== Provided data ==
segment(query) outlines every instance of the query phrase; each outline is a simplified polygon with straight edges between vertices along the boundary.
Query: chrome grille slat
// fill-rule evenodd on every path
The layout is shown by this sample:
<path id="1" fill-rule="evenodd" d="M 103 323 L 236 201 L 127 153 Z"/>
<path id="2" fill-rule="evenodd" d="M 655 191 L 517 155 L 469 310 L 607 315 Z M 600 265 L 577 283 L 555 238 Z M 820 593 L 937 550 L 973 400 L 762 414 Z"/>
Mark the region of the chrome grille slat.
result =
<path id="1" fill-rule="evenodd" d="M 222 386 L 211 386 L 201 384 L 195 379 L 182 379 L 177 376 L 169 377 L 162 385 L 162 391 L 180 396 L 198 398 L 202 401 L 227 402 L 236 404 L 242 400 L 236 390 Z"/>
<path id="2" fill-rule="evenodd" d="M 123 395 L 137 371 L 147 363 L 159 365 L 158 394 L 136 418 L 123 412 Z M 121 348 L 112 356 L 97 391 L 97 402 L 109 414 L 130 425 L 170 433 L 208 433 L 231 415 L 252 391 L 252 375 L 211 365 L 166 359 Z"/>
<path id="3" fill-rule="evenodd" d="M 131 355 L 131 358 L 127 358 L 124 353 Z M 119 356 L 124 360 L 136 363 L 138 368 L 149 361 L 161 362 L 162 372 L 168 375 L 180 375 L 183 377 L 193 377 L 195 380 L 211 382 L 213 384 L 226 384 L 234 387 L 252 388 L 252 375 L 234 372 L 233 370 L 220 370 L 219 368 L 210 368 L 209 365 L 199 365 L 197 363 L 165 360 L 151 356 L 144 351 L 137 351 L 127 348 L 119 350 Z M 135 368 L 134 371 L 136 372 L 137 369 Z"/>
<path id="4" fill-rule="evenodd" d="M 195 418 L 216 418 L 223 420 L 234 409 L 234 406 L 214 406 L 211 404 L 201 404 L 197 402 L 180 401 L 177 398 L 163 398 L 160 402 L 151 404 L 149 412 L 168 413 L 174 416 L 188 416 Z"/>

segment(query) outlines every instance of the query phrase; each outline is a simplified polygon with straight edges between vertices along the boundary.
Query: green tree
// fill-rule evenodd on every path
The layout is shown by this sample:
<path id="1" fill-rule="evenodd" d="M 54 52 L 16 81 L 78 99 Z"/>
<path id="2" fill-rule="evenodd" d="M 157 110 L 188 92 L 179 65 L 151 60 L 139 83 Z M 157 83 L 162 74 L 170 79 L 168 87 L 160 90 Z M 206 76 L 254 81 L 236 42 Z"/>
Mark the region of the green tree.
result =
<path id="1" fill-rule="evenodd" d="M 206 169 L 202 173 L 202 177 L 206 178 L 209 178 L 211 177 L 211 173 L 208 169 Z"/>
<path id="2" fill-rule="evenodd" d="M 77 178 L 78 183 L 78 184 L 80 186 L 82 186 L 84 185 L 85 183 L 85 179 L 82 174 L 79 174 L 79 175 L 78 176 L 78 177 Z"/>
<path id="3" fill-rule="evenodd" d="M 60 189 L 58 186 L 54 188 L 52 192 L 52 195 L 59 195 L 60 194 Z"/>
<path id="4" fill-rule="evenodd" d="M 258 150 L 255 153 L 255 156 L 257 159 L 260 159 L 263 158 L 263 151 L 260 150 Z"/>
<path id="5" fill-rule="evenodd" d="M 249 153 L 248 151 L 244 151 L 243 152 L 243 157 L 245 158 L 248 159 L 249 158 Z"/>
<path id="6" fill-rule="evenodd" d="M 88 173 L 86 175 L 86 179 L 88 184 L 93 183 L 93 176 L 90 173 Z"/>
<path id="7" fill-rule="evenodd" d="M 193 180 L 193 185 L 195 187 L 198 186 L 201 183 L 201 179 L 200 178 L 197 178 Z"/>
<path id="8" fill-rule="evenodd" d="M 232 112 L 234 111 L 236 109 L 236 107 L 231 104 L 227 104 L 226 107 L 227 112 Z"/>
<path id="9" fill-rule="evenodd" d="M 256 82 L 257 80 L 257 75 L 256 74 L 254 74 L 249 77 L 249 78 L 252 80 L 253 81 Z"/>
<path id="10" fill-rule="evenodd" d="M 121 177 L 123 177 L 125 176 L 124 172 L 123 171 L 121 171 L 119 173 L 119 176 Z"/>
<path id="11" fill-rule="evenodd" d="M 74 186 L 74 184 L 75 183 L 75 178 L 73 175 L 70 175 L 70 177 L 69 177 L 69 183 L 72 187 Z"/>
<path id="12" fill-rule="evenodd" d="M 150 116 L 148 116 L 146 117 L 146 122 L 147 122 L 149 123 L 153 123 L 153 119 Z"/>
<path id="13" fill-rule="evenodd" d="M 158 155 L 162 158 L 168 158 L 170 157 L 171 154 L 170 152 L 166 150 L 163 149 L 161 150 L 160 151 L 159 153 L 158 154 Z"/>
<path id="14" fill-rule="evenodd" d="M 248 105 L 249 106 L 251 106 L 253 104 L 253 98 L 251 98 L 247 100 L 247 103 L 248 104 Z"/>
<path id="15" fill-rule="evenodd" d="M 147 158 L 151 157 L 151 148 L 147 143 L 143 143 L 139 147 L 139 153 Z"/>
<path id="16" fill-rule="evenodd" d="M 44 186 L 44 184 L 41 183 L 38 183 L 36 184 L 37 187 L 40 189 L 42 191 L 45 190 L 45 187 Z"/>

== What is asked ==
From the entries above, list every line that contains the string "region". Case counts.

== Output of the exercise ==
Mark the region of the chrome grille slat.
Mark the region of the green tree.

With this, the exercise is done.